→ Source excerpt:

SUMMARY OF THE INVENTION

[0012] According to the invention, information, such as instructions and operands, are prefetched in advance of a processor needing them. In one embodiment, a prefetch unit receives the same instruction stream as a processor. The prefetch unit is run at a faster clock speed than the processor allowing the prefetch unit to run ahead of the processor in the instruction stream and to prefetch information for the processor.

[0013] The prefetch unit requests instructions and operands from a first level (L1) cache. The L1 cache sends the requested instructions and operands to the prefetch unit and automatically stores the requested instructions and operands until needed by the processor. By prefetching the information, the prefetch unit improves processor performance by reducing the number of cache misses and by reducing memory latency.

[0014] According to one embodiment, a device for prefetching information for a computer processor having a first clock speed includes: a first level cache interface; an instruction decoder coupled with the first level cache interface; a program counter coupled with the instruction decoder and the first level cache interface; an arithmetic logic unit coupled with the instruction decoder; and a branch prediction logic unit coupled with the instruction decoder, wherein the device operates at a second clock speed, the second clock speed being faster than the first clock speed.

[0015] In another embodiment, a prefetch unit includes: a first level cache interface, the first level cache interface for receiving instructions and operands from a first level cache, and for sending requests for instructions and operands to the first level cache; an instruction decoder coupled with the first level cache interface, the instruction decoder for decoding at least one instruction and for determining any operands needed by the at least one instruction; a program counter coupled with the first level cache interface and the instruction decoder, the program counter for storing a location of the at least one instruction; an arithmetic logic unit coupled with the instruction decoder, the arithmetic logic unit for calculating addresses and other mathematical operations; and a branch prediction logic unit coupled with the instruction decoder, the branch execution logic unit for selecting an instruction branch of a conditional branch instruction.

→ Dataset content:
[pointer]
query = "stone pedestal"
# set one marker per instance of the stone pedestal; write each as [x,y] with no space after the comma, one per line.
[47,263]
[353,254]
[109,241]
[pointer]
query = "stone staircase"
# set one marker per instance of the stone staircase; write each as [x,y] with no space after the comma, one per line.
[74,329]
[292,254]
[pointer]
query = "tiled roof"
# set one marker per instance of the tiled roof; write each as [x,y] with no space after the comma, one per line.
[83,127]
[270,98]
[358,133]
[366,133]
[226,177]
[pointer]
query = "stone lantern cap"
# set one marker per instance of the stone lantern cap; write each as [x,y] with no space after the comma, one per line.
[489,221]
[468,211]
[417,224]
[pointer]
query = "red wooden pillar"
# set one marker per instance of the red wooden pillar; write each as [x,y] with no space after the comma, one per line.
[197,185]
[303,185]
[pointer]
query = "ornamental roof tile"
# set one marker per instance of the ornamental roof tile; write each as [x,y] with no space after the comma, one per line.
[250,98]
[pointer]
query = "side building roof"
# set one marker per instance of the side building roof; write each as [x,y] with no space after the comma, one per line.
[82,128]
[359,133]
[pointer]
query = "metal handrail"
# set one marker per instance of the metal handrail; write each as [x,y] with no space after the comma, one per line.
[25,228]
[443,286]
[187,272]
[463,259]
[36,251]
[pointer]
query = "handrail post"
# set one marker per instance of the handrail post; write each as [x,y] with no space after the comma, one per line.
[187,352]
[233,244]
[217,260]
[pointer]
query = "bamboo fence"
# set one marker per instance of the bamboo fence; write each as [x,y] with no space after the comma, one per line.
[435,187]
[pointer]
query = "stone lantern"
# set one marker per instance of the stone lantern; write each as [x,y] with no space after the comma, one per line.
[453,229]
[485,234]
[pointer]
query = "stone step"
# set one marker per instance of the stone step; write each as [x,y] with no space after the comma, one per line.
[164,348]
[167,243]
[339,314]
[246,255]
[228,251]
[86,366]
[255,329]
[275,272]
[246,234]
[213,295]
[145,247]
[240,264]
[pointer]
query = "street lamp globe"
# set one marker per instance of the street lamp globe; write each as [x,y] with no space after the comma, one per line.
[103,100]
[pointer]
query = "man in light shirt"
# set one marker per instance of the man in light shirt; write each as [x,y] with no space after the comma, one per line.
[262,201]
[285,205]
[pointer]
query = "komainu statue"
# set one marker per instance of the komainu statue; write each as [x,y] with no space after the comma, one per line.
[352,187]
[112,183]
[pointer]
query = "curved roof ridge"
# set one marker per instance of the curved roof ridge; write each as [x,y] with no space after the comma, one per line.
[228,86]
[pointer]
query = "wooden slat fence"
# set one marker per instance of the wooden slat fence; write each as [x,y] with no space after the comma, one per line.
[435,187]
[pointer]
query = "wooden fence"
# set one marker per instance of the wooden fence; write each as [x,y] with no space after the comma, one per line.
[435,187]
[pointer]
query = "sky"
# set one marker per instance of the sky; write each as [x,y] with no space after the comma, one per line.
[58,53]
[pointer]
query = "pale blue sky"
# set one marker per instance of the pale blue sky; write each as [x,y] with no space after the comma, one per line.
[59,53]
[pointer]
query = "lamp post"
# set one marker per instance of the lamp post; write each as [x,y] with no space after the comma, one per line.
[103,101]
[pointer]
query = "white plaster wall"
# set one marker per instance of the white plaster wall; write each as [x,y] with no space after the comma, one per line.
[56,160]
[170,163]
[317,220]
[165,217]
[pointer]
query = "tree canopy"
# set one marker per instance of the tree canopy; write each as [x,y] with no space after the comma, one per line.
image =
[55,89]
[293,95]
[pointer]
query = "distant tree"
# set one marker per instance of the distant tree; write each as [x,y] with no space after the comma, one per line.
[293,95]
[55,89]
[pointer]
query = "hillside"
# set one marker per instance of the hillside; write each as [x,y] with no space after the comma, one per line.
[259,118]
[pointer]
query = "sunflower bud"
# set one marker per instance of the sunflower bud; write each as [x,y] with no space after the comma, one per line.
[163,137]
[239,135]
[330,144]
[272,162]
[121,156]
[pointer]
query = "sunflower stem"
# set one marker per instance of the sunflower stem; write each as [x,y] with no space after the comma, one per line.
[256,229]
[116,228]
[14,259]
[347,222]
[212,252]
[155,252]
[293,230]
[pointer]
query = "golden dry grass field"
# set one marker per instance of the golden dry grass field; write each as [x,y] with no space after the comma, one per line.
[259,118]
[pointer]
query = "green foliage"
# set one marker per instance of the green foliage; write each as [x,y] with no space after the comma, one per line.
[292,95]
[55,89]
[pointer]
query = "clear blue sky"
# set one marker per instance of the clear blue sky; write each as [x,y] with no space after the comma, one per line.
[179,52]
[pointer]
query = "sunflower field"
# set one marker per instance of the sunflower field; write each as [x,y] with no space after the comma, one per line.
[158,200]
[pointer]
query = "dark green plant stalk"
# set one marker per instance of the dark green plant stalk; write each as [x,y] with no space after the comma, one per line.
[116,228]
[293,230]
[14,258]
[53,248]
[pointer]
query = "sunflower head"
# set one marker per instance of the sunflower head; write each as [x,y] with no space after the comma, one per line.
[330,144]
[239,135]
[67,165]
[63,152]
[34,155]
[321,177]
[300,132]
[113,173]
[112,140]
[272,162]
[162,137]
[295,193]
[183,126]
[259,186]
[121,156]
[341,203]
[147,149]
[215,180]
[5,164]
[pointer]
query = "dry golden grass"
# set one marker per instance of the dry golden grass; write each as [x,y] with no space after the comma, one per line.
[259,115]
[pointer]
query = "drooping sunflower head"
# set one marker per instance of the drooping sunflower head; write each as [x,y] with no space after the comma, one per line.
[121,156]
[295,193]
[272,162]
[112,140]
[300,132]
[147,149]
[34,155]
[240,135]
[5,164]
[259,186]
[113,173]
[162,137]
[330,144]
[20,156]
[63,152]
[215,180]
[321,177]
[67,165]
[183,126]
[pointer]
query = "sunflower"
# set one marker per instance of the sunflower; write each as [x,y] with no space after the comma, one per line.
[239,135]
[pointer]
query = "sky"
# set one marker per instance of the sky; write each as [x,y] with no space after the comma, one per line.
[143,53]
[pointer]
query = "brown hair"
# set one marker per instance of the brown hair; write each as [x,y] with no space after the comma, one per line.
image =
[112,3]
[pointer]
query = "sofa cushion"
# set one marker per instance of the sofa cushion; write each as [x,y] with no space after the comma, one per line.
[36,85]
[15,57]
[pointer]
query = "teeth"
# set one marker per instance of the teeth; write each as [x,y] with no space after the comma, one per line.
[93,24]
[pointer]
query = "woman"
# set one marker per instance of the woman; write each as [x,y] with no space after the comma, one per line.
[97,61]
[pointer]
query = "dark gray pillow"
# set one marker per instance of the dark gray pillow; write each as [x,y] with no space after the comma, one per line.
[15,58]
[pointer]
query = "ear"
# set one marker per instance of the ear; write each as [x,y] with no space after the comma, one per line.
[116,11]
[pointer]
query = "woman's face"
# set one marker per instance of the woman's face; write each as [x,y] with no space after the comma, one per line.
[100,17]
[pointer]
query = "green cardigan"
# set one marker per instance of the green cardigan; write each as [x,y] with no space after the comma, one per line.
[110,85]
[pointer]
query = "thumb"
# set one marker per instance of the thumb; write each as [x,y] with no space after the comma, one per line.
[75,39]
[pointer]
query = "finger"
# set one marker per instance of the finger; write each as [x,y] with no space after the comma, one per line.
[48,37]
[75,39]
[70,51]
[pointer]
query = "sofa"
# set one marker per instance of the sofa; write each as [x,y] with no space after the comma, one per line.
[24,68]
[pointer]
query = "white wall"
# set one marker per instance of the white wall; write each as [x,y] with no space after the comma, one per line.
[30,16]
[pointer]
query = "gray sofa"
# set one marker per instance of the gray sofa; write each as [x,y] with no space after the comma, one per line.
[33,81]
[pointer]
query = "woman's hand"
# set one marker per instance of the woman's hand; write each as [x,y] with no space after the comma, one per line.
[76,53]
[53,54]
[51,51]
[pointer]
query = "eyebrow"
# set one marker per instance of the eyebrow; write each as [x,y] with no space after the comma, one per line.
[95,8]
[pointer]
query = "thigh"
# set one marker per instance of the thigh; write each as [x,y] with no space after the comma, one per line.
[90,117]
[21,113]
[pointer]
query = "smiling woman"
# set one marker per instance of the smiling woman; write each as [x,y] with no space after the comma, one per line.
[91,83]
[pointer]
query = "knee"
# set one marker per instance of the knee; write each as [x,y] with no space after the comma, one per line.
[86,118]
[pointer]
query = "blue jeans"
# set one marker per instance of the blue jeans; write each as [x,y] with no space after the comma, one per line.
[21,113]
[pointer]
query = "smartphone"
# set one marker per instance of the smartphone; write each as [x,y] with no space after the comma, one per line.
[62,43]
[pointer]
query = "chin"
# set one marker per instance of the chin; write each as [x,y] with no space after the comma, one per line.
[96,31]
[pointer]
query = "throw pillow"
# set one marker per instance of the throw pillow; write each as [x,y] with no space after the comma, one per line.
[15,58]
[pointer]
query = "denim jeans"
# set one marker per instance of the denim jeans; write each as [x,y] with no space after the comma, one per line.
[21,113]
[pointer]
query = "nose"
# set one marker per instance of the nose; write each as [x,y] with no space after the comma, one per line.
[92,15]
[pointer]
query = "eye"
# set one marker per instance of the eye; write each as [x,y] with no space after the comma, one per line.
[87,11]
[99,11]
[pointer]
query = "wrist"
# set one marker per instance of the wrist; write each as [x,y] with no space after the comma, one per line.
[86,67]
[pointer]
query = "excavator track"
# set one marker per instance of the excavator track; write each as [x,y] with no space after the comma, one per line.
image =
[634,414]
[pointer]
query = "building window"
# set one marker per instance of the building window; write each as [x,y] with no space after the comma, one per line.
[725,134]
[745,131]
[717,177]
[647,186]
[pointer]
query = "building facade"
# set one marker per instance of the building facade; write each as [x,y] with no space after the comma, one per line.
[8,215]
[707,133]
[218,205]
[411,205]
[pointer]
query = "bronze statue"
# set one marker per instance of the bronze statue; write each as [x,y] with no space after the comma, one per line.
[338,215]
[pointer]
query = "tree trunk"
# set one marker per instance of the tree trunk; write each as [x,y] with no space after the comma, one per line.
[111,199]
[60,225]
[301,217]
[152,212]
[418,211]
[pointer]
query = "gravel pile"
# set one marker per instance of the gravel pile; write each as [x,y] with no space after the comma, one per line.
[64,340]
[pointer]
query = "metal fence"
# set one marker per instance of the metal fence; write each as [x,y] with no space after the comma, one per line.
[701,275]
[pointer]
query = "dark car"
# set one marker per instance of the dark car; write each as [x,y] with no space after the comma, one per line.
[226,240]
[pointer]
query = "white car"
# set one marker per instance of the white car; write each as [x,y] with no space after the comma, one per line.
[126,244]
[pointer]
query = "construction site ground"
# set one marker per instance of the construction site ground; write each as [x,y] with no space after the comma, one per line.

→ Problems to work on:
1) Answer these questions about the invention summary, with each answer marked by its letter:
(a) How does the clock speed of the prefetch unit compare with that of the processor?
(b) From which cache does the prefetch unit request instructions and operands?
(c) In the prefetch unit of paragraph [0015], what does the program counter store?
2) In the invention summary, edit the part that opens with the words containing "[0012] According to" and closes with "for the processor.", replacing "clock speed" with "clock rate".
The listing is separate material from the invention summary.

→ Problem solutions:
1)
(a) The prefetch unit runs at a faster clock speed than the processor.
(b) It requests them from the first level (L1) cache.
(c) The program counter stores a location of the at least one instruction.

2)
[0012] According to the invention, information, such as instructions and operands, are prefetched in advance of a processor needing them. In one embodiment, a prefetch unit receives the same instruction stream as a processor. The prefetch unit is run at a faster clock rate than the processor allowing the prefetch unit to run ahead of the processor in the instruction stream and to prefetch information for the processor.